Eric Hovde, the Republican banking executive challenging Senator Tammy Baldwin in Wisconsin, may be developing a problem with older voters.
The bank he leads, Utah-based Sunwest, last month was named as a co-defendant in a California lawsuit that accuses a senior living facility partly owned by the bank of elder abuse, negligence and wrongful death.
Mr. Hovde’s campaign called the suit meritless and said it was farcical to hold the chairman and chief executive of a bank responsible for the actions of a business that it seized in a foreclosure in 2021.
Whatever its merits, the suit might have been largely irrelevant to Mr. Hovde’s political campaign had he himself not boasted recently of having gained expertise in the nursing home industry as a lender to such residences.

....................

#### GOAL OF THE EXERCISE
Repeat the passage of the Eric Hovde article starting at "The bank he" and ending at "and wrongful death.", word for word.

Records excerpted from a collection:
....................

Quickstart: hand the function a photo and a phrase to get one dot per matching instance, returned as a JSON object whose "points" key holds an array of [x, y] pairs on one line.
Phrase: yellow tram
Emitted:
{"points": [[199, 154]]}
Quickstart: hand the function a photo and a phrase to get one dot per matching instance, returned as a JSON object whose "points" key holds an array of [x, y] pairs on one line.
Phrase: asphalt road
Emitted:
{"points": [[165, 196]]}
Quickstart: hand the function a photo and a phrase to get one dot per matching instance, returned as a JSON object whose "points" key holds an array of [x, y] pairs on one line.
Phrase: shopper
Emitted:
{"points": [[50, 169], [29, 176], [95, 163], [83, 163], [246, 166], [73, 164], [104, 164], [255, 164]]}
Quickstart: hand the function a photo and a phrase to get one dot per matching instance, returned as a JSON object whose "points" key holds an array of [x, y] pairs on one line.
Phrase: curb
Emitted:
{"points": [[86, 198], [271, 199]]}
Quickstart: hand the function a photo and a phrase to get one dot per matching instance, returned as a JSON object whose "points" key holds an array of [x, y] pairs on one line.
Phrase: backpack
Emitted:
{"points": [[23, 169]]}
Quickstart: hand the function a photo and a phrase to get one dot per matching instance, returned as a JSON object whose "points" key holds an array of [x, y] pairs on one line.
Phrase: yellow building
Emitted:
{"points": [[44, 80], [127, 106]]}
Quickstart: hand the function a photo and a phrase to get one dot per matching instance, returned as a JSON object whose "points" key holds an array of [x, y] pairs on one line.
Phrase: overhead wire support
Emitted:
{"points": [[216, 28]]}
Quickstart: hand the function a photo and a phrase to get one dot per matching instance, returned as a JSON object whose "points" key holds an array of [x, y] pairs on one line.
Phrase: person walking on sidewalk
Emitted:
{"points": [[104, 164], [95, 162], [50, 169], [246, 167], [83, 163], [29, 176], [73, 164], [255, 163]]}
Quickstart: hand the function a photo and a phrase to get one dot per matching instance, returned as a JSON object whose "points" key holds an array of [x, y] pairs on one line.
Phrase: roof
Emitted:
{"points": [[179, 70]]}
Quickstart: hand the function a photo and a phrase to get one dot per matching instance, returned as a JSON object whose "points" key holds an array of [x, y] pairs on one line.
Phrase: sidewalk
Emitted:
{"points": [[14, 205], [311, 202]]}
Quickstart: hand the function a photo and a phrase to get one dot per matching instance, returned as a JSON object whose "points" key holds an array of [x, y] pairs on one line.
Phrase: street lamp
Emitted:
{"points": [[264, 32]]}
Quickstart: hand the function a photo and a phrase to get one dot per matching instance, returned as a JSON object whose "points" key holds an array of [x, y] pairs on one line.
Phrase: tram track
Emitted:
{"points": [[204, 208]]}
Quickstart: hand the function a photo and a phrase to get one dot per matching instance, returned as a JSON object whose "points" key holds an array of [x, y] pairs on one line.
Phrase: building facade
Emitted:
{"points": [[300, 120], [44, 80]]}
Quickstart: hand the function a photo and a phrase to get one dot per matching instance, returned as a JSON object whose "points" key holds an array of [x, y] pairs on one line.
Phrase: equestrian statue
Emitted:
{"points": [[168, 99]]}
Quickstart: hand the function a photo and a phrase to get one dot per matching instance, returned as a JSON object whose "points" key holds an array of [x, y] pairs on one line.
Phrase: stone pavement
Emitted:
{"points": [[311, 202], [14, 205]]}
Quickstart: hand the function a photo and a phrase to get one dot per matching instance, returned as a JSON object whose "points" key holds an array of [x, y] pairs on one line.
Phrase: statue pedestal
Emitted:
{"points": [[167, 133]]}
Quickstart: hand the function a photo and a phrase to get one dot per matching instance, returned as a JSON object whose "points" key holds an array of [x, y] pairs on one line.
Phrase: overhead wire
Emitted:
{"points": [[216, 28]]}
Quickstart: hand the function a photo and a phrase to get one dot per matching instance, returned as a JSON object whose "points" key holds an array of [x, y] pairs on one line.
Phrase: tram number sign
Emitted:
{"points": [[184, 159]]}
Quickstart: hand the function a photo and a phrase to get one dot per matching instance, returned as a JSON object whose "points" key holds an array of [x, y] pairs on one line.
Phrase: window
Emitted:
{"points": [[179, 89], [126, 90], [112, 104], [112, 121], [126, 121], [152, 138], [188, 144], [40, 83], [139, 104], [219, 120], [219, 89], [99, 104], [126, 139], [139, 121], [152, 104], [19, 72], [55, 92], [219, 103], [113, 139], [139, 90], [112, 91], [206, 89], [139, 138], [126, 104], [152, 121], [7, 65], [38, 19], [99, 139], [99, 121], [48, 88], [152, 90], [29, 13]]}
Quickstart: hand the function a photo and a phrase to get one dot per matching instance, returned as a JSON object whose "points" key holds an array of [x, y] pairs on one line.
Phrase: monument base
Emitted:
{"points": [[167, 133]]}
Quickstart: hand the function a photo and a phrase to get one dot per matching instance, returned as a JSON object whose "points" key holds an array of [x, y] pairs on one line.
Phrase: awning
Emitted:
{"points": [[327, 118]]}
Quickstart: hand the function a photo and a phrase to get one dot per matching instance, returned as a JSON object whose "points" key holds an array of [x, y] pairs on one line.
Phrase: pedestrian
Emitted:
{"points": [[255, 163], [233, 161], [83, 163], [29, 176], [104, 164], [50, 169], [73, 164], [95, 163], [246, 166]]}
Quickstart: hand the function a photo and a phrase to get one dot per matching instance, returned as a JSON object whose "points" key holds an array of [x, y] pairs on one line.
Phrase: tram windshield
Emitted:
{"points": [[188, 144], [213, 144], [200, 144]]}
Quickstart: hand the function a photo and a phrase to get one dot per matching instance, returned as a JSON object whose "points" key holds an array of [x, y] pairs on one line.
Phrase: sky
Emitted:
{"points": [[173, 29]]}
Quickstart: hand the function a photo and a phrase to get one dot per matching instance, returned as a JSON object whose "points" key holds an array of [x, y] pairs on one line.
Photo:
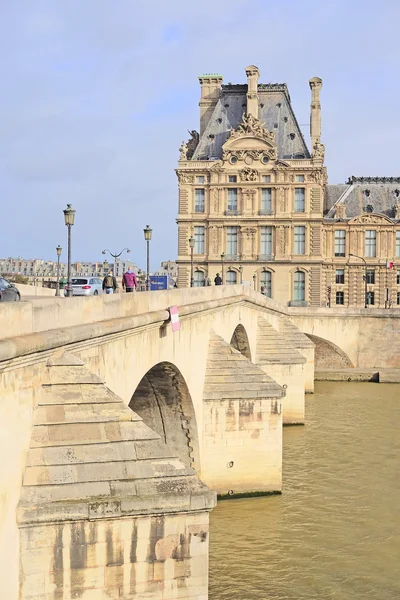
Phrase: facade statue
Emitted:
{"points": [[183, 151], [192, 143], [319, 150]]}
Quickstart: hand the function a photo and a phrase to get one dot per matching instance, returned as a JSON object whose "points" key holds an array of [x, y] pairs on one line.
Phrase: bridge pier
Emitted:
{"points": [[242, 424], [281, 361], [106, 510]]}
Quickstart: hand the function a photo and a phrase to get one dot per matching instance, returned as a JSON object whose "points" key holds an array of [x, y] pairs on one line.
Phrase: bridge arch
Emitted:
{"points": [[328, 355], [240, 341], [163, 400]]}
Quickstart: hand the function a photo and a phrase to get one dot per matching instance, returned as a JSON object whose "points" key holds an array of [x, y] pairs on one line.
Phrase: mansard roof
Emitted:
{"points": [[275, 111], [364, 195]]}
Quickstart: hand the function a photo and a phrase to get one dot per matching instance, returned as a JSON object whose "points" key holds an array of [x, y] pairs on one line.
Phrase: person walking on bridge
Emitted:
{"points": [[129, 281], [109, 283]]}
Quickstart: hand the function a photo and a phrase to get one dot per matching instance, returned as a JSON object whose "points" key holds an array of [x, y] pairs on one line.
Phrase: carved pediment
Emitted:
{"points": [[371, 219], [252, 135]]}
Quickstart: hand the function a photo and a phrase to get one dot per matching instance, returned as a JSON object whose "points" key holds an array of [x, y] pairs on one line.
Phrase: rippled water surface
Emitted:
{"points": [[334, 533]]}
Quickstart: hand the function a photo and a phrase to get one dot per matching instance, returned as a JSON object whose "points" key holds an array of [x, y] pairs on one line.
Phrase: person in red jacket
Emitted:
{"points": [[129, 282]]}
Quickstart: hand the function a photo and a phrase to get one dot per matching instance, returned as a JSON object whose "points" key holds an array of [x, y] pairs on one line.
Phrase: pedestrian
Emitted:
{"points": [[129, 281], [109, 283]]}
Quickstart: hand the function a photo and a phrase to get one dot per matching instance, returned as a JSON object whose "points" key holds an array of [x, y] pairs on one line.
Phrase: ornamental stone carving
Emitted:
{"points": [[319, 150], [319, 177], [248, 175], [183, 151], [371, 219], [340, 211], [185, 177], [250, 125], [218, 167]]}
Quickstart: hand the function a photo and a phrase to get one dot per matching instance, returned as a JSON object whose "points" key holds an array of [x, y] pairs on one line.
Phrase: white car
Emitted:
{"points": [[86, 286]]}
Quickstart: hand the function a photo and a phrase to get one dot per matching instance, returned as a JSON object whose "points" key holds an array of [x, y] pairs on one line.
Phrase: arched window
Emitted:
{"points": [[266, 283], [230, 277], [198, 279], [299, 286]]}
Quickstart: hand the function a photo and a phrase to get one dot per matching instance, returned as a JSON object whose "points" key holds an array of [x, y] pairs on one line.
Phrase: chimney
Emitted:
{"points": [[253, 74], [315, 114], [210, 90]]}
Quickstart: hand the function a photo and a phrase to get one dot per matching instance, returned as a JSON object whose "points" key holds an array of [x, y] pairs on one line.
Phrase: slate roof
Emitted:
{"points": [[373, 195], [275, 111]]}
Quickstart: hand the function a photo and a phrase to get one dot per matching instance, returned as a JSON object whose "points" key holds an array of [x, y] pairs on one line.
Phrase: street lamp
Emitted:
{"points": [[365, 278], [69, 217], [58, 250], [191, 244], [147, 236], [115, 256]]}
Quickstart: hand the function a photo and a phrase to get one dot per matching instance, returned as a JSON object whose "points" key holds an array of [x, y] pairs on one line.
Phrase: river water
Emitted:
{"points": [[334, 533]]}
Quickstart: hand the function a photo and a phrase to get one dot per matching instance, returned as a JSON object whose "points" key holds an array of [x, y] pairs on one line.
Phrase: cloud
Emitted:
{"points": [[96, 98]]}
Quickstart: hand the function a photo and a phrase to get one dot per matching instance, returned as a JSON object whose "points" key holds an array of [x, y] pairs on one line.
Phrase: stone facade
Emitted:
{"points": [[257, 203]]}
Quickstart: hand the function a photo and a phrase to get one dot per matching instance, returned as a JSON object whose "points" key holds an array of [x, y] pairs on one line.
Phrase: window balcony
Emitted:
{"points": [[266, 257], [298, 303], [231, 258]]}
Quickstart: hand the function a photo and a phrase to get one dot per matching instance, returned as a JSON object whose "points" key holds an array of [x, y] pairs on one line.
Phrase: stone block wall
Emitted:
{"points": [[152, 557]]}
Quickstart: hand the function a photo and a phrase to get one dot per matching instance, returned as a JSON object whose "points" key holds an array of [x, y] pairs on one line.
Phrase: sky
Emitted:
{"points": [[97, 95]]}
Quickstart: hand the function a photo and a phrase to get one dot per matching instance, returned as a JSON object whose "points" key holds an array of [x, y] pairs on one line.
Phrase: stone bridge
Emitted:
{"points": [[115, 428]]}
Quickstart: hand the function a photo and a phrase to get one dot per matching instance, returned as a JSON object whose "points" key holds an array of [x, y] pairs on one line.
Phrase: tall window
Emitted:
{"points": [[232, 199], [339, 276], [266, 241], [370, 242], [371, 277], [299, 240], [266, 199], [230, 277], [340, 242], [266, 282], [231, 241], [339, 297], [299, 199], [198, 240], [198, 279], [199, 195], [370, 298], [299, 286]]}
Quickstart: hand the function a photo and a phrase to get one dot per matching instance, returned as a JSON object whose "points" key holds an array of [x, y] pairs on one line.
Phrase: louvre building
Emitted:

....................

#### OUTPUT OF THE TASK
The bank he leads, Utah-based Sunwest, last month was named as a co-defendant in a California lawsuit that accuses a senior living facility partly owned by the bank of elder abuse, negligence and wrongful death.